▸ Soal: Menurut bacaan tentang virus Zika dan chikungunya, berapa orang dewasa yang diteliti dalam studi di Brasil itu?

▸ Bacaan yang Diberikan:

Bisnis.com, JAKARTA - Kombinasi mematikan dari dua virus yang dibawa nyamuk dapat menjadi pemicu stroke, demikian menurut penelitian baru yang diterbitkan dalam The Lancet Neurology.
Peneliti dari Universitas Liverpool dan kolaborator Brasil itu, telah menyelidiki hubungan antara penyakit saraf dan infeksi virus Zika dan chikungunya. Virus ini, yang kebanyakan beredar di daerah tropis, menyebabkan wabah ruam dan demam yang besar di tempat-tempat seperti Brasil dan India.
Zika secara luas diketahui menyebabkan kerusakan otak pada bayi setelah infeksi pada kehamilan, tetapi penelitian baru menunjukkan bahwa Zika juga dapat menyebabkan penyakit sistem saraf pada orang dewasa.
Studi terhadap 201 orang dewasa dengan onset penyakit neurologis baru, yang dirawat di Brasil selama epidemi Zika 2015 dan chikungunya 2016, adalah yang terbesar dari jenisnya untuk menggambarkan fitur neurologis infeksi untuk beberapa arbovirus yang beredar pada waktu yang sama.
Penelitian baru menunjukkan bahwa setiap virus dapat menyebabkan berbagai masalah neurologis. Zika sangat mungkin menyebabkan sindrom Guillain-Barre, di mana saraf di lengan dan kaki rusak. Chikungunya lebih mungkin menyebabkan peradangan dan pembengkakan di otak (ensefalitis) dan sumsum tulang belakang (myelitis).

[Butir dari sumber data]
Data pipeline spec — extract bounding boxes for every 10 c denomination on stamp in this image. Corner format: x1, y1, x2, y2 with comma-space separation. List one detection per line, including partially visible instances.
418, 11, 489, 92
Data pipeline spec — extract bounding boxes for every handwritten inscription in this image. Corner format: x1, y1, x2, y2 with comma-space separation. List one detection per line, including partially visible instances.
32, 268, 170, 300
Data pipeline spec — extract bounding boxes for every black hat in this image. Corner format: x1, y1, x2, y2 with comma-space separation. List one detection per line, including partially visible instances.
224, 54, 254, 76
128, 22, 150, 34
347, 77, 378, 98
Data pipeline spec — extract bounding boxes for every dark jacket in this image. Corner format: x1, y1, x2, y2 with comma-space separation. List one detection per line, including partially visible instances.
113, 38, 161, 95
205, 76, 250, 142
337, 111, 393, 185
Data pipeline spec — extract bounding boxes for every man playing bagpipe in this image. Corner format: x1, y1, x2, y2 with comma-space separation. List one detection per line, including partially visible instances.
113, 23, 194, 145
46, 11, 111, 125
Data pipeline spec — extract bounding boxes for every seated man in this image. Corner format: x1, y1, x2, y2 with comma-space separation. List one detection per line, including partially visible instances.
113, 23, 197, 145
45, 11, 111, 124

▸ Jawaban Tertulis: Studi itu meneliti 201 orang dewasa dengan onset penyakit neurologis baru.